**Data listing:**
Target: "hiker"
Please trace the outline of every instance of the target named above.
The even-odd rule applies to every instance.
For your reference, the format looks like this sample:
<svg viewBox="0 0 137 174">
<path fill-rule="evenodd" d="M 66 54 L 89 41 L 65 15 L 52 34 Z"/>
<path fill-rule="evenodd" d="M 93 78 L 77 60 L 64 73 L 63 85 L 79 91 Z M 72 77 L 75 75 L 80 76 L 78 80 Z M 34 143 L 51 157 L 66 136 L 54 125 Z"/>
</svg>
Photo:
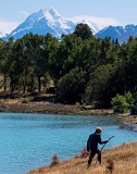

**TASK REQUIREMENTS:**
Find each line in the material above that contains the string "rule", and copy out every such line in full.

**CORRECT RESPONSE:**
The even-odd rule applies to every instance.
<path fill-rule="evenodd" d="M 66 54 L 89 41 L 65 15 L 52 34 Z"/>
<path fill-rule="evenodd" d="M 93 78 L 77 60 L 64 73 L 63 85 L 79 91 Z M 72 77 L 75 75 L 80 76 L 78 80 Z M 34 143 L 51 157 L 66 136 L 54 125 Z"/>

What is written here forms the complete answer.